= Do this =
Please write out each of the following lines exactly as it appears.

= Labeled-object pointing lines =
☆ ☆ ☆
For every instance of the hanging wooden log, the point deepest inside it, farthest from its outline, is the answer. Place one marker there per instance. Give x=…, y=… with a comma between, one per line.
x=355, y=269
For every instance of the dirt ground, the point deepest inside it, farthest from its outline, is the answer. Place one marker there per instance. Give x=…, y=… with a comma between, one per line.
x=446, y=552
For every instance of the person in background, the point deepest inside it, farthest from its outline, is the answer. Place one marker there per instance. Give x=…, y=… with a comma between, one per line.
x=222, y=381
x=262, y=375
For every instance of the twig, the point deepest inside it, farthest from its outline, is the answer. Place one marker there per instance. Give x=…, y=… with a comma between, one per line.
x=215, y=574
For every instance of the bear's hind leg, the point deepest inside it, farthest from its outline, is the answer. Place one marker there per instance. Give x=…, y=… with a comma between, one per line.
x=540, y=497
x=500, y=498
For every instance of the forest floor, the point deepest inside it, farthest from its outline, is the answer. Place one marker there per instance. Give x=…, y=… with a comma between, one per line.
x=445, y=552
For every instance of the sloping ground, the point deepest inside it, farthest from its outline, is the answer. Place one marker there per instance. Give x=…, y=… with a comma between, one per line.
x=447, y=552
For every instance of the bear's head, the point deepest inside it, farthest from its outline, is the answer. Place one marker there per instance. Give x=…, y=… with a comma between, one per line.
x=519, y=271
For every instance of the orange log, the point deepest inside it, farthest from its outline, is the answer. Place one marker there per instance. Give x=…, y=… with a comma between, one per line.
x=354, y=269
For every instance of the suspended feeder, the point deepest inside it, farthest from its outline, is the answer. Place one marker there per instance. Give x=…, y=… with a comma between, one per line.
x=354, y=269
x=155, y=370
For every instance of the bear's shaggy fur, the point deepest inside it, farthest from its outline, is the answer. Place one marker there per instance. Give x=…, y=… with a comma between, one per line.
☆ ☆ ☆
= Problem solution =
For every instance of the hanging wooden log, the point deepest inside it, farthest from its outline, is the answer. Place one marker there per instance. Give x=…, y=… with a comma between, one per line.
x=355, y=269
For every instance of the dirt ground, the point deepest inside it, farthest from its outline, is the answer. Place one marker there per instance. Give x=…, y=… with a comma between, one per line.
x=446, y=552
For every instance of the person in background, the point deepest inside it, farthest from its outline, is the answer. Place one marker there per instance. Give x=…, y=… with a comma between, one per line.
x=222, y=381
x=262, y=375
For every instance of the twig, the point deepest inside it, farthest from its outline, is the answer. Place one marker there per instance. Give x=…, y=… with a comma between, one per line.
x=215, y=574
For every instance of the bear's hind leg, the point deepest inside it, farthest from its outline, is the answer. Place one marker there per instance. Give x=…, y=… with a comma between, one per line.
x=540, y=497
x=500, y=498
For every instance of the forest floor, the point deepest inside it, farthest from its outline, is the answer. Place one marker there per instance. Give x=…, y=… with a comma between, one per line.
x=445, y=552
For every instance of the sloping ground, the point deepest inside it, farthest from its outline, is the answer. Place one marker there per instance. Give x=…, y=… with a comma between, one per line.
x=447, y=552
For every instance of the bear's head, the point deepest inside it, farthest from its outline, is the answer. Place one marker there per instance. Give x=…, y=… with a comma between, one per line.
x=519, y=271
For every instance of the orange log, the point deepest inside it, farthest from its outline, is the answer. Place one marker there per instance. Give x=…, y=… with a comma between, one per line.
x=354, y=269
For every instance of the suspended feeder, the point deepest inside it, farthest from its outline, is the answer. Place one marker there per instance. Give x=…, y=… with a comma between, one per line.
x=354, y=269
x=155, y=370
For every instance of the bear's shaggy fur, the point deepest inside it, farthest from its outline, is the answer. Place one marker there per instance. Give x=…, y=… with a comma between, one per line.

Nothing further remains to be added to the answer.